>> BEGIN Supplied text

Rock-making is messy. This is not to suggest it's not fun; it simply requires an easily-cleaned location with plenty of space and light. So, it sure wasn't going to happen on the bookshelf where the layout normally resides. Kitchens are good places for this process, and so I commandeered mine for an afternoon of messy fun.

Before getting down to it, I lined the first few inches of the two tunnel portals with pieces of crumpled heavy-duty aluminum foil to simulate blasted rock. With the foil in place, I arranged the rock molds in the order they would be cast, then mixed up the first batch of Hydrocal. Using powdered black pigment (the kind made to dye concrete, available from some building supply centers), I deliberately made this first batch a little darker and thinner than normal so that it could be poured over the aluminum foil tunnel liners.

Things always look darker when wet, so the Hydrocal mix gets much darker than you'd expect; however, when the Hydrocal is fully dry in a couple of days, it will be a nice medium grey. I ladle the Hydrocal into molds that have been rinsed in "wet" water (water with a few drops of liquid detergent). As I dribble the mix into the mold, I tap it with the spatula to help release air bubbles.

The filled molds are allowed to sit until the Hydrocal becomes thick enough to crinkle a little when the mold is flexed. The molds are then placed in position on the layout, and squished until mixture emerges from all sides. Because the supporting structure was made to match the contours of the molds, most of the time the filled molds remain in place on their own, but sometimes they need a little help; this is where your skin starts to acquire a seemingly permanent grey patina.

>> END Supplied text
>> BEGIN Excerpted records

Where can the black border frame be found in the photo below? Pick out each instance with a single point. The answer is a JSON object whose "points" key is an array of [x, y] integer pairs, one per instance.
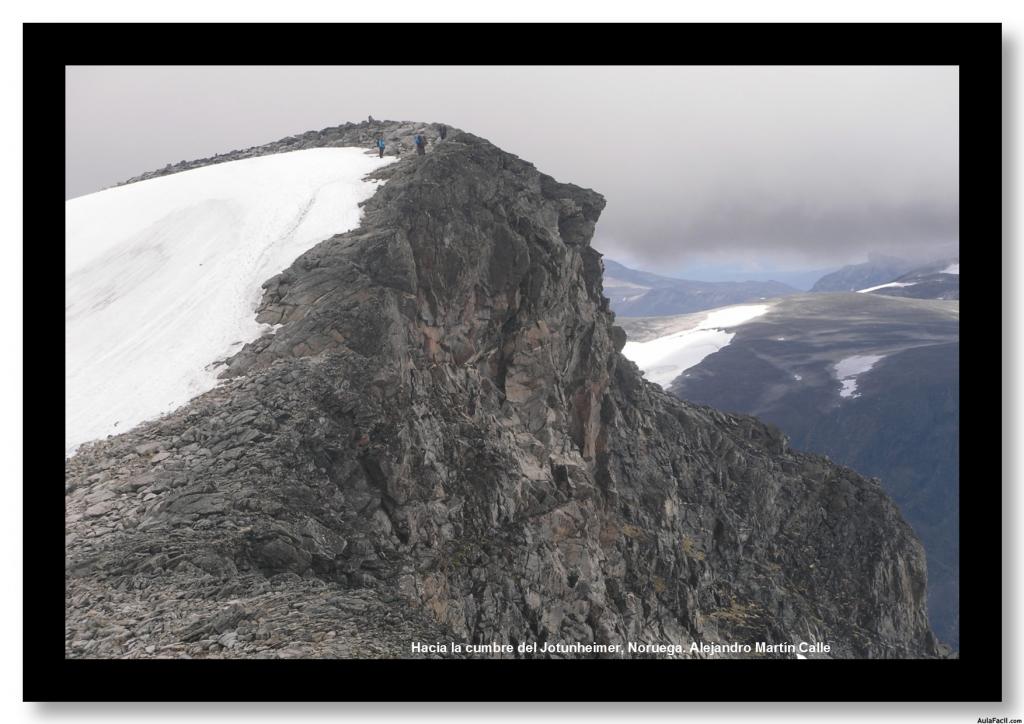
{"points": [[976, 48]]}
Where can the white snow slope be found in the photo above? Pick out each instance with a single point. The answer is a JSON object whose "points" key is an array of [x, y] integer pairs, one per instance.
{"points": [[848, 369], [665, 358], [883, 286], [162, 278]]}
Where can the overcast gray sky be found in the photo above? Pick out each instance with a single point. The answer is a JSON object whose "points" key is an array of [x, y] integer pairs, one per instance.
{"points": [[704, 167]]}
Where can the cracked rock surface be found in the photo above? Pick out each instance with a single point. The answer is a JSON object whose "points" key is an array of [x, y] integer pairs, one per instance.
{"points": [[441, 441]]}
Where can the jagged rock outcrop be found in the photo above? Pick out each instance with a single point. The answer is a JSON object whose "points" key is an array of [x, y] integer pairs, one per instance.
{"points": [[442, 440]]}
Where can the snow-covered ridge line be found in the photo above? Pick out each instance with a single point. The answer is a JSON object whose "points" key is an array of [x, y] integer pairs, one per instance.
{"points": [[163, 277], [848, 369], [664, 358]]}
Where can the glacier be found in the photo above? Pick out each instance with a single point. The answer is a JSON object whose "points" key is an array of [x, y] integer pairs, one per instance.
{"points": [[163, 277]]}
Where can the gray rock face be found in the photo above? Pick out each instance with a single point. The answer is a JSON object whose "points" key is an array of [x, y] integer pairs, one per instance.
{"points": [[442, 440]]}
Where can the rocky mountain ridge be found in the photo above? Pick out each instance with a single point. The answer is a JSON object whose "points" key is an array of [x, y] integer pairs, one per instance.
{"points": [[441, 439]]}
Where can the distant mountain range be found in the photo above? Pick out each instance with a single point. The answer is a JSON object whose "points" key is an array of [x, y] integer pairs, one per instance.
{"points": [[871, 380], [634, 293]]}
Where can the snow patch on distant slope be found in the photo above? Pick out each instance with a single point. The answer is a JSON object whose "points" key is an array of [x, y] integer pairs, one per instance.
{"points": [[664, 358], [163, 277], [883, 286], [847, 371]]}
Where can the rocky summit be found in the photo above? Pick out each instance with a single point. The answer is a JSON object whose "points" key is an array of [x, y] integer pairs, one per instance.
{"points": [[441, 441]]}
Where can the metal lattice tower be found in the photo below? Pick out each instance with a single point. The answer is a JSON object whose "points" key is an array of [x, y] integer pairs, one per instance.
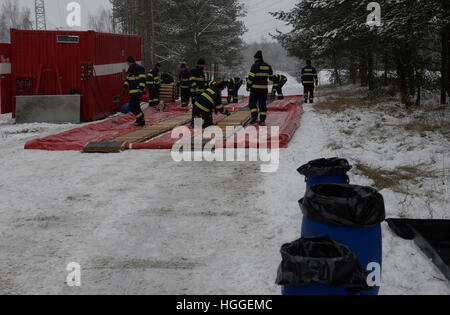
{"points": [[39, 10]]}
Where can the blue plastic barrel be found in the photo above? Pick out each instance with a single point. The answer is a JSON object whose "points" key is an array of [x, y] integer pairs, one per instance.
{"points": [[363, 237], [326, 171]]}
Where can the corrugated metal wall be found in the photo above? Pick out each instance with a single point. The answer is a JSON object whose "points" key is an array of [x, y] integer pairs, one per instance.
{"points": [[43, 65], [5, 79]]}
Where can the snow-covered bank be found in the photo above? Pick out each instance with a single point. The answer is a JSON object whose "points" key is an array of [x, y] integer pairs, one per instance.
{"points": [[137, 222]]}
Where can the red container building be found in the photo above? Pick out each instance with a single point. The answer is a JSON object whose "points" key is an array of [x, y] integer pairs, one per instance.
{"points": [[73, 62], [5, 79]]}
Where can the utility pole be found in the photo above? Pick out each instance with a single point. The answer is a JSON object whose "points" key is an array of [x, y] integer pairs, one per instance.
{"points": [[39, 10], [153, 33]]}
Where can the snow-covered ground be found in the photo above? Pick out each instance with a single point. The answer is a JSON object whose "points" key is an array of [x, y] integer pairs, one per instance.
{"points": [[137, 222]]}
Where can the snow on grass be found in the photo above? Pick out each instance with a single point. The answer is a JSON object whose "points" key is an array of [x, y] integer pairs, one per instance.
{"points": [[405, 154]]}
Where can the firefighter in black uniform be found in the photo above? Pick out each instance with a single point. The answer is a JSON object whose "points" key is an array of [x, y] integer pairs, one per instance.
{"points": [[183, 85], [233, 85], [257, 84], [197, 82], [309, 77], [136, 83], [154, 85], [208, 102], [279, 81]]}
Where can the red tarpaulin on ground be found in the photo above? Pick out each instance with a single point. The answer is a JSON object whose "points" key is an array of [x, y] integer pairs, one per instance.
{"points": [[285, 113]]}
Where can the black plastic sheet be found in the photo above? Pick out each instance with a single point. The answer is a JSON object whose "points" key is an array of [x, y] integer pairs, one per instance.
{"points": [[323, 167], [312, 261], [344, 205]]}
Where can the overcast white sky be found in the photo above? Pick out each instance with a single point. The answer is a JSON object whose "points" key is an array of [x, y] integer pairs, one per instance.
{"points": [[258, 21]]}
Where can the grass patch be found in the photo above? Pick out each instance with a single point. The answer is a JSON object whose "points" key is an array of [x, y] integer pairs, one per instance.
{"points": [[397, 180]]}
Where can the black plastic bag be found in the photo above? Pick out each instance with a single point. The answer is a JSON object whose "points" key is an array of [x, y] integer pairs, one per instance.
{"points": [[319, 260], [343, 205], [323, 167]]}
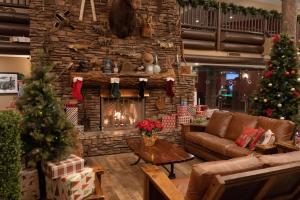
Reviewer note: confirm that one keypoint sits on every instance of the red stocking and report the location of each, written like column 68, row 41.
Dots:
column 169, row 87
column 76, row 88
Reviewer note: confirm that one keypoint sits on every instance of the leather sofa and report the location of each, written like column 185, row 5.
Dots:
column 216, row 141
column 274, row 176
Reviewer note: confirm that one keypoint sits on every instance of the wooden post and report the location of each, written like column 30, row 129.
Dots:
column 289, row 18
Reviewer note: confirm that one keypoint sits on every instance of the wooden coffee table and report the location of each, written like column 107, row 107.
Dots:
column 161, row 153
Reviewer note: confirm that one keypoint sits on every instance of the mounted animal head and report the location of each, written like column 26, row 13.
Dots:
column 122, row 18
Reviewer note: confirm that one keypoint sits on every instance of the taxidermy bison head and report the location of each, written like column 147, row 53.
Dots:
column 122, row 19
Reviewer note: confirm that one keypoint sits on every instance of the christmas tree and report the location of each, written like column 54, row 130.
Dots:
column 47, row 133
column 279, row 92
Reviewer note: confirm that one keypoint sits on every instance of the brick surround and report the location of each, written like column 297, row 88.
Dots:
column 96, row 142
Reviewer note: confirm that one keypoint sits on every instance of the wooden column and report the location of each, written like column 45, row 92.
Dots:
column 289, row 18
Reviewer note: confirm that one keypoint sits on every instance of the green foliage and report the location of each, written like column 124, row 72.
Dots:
column 227, row 7
column 47, row 135
column 279, row 92
column 10, row 155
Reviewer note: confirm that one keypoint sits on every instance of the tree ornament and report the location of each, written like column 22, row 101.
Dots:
column 276, row 38
column 269, row 112
column 279, row 105
column 286, row 73
column 268, row 74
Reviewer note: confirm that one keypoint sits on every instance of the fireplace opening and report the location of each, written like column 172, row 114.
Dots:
column 122, row 113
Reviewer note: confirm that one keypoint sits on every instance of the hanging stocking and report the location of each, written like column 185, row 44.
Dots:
column 141, row 86
column 76, row 88
column 169, row 87
column 115, row 87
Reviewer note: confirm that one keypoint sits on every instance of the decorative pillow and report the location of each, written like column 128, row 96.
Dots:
column 244, row 139
column 255, row 139
column 267, row 138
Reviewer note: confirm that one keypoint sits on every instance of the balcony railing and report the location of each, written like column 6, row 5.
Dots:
column 208, row 19
column 15, row 3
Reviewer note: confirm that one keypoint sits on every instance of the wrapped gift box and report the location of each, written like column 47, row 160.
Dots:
column 75, row 186
column 30, row 185
column 182, row 110
column 72, row 113
column 169, row 122
column 184, row 119
column 69, row 166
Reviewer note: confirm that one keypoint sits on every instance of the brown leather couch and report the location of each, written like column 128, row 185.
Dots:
column 274, row 176
column 217, row 140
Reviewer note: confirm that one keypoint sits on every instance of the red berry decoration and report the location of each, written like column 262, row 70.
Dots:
column 276, row 38
column 268, row 74
column 286, row 73
column 296, row 94
column 269, row 112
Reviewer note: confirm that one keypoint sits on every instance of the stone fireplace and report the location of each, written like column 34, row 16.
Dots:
column 109, row 122
column 121, row 113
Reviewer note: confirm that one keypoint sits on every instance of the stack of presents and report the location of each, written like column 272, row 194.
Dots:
column 65, row 180
column 185, row 115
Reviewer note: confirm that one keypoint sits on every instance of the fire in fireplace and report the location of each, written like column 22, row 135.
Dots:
column 121, row 113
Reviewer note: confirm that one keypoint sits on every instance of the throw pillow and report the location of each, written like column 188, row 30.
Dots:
column 244, row 139
column 255, row 139
column 267, row 138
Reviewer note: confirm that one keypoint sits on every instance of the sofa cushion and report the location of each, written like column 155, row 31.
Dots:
column 280, row 159
column 283, row 129
column 203, row 173
column 234, row 151
column 211, row 142
column 181, row 184
column 218, row 123
column 238, row 123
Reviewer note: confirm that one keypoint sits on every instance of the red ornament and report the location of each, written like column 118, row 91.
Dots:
column 296, row 94
column 286, row 73
column 268, row 74
column 276, row 38
column 269, row 112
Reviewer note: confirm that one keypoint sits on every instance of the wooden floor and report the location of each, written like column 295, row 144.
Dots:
column 124, row 182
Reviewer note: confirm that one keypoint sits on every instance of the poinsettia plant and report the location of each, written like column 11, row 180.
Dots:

>> END Excerpted records

• _Stated task A_:
List every material the rock-making text names as going into the rock work, not counting the molds.
• _Stated task B_:
Copy the rock-making text word for word, from "The filled molds are" to "permanent grey patina.".
The listing isn't needed for anything here.

• _Task response A_:
- Heavy-duty aluminum foil
- Hydrocal
- Powdered black pigment
- Water
- Liquid detergent

• _Task response B_:
The filled molds are allowed to sit until the Hydrocal becomes thick enough to crinkle a little when the mold is flexed. The molds are then placed in position on the layout, and squished until mixture emerges from all sides. Because the supporting structure was made to match the contours of the molds, most of the time the filled molds remain in place on their own, but sometimes they need a little help; this is where your skin starts to acquire a seemingly permanent grey patina.